Task to complete:
Reproduce every line of the data below verbatim, keeping the original order and line breaks.

The input:
****

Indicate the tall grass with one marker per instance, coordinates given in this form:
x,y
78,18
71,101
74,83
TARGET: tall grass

****

Finished answer:
Indicate the tall grass with one marker per instance, coordinates given in this form:
x,y
78,18
71,101
74,83
TARGET: tall grass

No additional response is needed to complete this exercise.